• CHALLENGE:
Put the lines of the data below into a numbered list, starting at the line that contains "[segment] concrete step" and ending at the line that contains "109], [81, 106]]", with both of those lines included. Leave out any blank lines.

• TASK INPUT:
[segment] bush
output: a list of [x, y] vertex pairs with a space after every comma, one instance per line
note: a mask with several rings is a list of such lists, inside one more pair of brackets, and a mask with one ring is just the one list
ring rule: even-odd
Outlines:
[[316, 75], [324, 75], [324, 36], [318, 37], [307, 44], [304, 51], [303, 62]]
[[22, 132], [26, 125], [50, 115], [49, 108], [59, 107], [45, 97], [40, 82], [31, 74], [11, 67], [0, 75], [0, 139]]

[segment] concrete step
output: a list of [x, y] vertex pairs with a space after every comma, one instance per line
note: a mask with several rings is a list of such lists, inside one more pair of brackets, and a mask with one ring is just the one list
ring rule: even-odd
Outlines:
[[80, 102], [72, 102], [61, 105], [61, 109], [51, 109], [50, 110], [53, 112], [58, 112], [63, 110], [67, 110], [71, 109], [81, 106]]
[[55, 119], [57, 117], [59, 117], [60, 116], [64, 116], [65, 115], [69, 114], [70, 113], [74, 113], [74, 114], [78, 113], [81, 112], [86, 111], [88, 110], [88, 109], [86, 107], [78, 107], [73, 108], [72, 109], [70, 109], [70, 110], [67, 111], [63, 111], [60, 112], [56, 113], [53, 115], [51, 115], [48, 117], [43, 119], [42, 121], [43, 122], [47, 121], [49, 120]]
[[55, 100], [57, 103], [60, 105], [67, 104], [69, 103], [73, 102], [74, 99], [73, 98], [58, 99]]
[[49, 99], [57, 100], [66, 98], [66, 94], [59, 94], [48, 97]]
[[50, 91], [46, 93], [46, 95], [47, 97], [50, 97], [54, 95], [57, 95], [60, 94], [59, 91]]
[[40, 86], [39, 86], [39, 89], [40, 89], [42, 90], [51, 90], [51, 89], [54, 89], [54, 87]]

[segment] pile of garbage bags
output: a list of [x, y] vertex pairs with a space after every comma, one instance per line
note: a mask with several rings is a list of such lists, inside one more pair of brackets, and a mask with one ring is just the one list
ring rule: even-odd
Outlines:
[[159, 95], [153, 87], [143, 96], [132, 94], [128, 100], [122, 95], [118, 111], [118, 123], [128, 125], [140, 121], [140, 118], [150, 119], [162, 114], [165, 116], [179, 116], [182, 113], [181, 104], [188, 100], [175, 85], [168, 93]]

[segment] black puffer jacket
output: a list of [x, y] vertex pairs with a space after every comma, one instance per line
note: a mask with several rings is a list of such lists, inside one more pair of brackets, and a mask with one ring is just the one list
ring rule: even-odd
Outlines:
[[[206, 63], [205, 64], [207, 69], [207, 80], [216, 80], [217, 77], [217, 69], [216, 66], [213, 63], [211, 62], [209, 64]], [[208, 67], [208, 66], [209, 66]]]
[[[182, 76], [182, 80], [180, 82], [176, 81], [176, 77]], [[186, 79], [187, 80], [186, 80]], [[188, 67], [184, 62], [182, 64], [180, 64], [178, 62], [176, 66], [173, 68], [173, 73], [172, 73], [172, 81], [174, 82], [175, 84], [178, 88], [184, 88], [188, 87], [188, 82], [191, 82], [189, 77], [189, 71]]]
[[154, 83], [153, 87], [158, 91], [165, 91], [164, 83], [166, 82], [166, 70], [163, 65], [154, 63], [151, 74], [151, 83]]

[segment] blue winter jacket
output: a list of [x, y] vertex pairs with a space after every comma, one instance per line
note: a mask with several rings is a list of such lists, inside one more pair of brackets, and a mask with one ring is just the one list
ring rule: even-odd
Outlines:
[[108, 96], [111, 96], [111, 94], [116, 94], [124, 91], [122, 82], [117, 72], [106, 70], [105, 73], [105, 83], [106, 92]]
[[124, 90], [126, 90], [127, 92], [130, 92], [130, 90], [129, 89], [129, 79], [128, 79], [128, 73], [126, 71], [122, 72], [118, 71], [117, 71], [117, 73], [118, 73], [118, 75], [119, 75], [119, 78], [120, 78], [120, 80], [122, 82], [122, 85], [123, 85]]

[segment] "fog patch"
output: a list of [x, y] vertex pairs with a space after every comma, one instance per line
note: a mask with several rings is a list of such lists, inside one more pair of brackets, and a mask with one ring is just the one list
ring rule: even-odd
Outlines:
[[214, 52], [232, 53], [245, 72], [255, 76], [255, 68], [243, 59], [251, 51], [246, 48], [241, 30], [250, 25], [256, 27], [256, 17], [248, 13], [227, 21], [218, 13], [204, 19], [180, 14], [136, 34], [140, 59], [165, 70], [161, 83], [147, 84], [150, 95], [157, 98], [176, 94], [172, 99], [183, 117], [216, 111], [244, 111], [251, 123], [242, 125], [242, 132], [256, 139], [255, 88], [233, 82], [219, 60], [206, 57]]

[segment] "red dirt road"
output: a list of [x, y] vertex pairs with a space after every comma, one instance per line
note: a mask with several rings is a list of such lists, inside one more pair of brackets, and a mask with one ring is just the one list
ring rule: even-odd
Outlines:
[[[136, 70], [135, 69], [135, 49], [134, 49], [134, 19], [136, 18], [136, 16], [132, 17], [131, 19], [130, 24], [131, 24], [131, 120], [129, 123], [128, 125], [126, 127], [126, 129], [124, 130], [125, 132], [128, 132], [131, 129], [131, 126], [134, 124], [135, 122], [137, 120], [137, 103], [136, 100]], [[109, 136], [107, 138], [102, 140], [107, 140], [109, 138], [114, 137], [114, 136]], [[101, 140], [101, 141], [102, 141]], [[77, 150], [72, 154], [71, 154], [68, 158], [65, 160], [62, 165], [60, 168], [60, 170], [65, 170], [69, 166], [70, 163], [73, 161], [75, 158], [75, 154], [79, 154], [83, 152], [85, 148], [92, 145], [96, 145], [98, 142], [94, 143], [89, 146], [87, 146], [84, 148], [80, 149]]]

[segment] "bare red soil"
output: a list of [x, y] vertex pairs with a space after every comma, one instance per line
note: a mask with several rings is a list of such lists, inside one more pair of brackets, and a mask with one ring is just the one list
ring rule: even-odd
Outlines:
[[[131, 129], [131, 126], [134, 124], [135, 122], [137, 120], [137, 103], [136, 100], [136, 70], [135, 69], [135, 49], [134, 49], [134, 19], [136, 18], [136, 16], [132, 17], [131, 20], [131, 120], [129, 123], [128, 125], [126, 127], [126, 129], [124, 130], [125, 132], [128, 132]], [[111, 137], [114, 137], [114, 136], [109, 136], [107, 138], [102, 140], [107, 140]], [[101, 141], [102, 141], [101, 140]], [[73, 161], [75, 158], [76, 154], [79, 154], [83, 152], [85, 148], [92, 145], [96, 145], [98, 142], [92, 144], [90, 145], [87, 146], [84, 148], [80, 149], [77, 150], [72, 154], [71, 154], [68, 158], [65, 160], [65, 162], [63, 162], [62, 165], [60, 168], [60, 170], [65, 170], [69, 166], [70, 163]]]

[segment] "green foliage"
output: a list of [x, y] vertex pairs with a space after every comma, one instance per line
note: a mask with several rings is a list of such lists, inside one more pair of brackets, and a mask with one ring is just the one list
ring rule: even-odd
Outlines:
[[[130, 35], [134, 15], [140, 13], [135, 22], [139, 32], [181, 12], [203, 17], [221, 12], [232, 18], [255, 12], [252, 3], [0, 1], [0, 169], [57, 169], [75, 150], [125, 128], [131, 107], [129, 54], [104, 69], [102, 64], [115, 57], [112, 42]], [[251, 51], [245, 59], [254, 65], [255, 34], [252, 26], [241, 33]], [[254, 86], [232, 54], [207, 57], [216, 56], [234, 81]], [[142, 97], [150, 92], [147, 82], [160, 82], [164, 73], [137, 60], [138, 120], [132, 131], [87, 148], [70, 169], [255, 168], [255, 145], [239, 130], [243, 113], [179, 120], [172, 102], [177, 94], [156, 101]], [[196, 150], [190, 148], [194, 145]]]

• TASK RESPONSE:
1. [segment] concrete step
2. output: a list of [x, y] vertex pairs with a space after every comma, one instance per line
3. note: a mask with several rings is a list of such lists, inside one more pair of brackets, and a mask with one ring is just the one list
4. ring rule: even-odd
5. Outlines:
6. [[80, 102], [72, 102], [61, 105], [61, 109], [51, 109], [50, 110], [53, 112], [58, 112], [63, 110], [67, 110], [71, 109], [81, 106]]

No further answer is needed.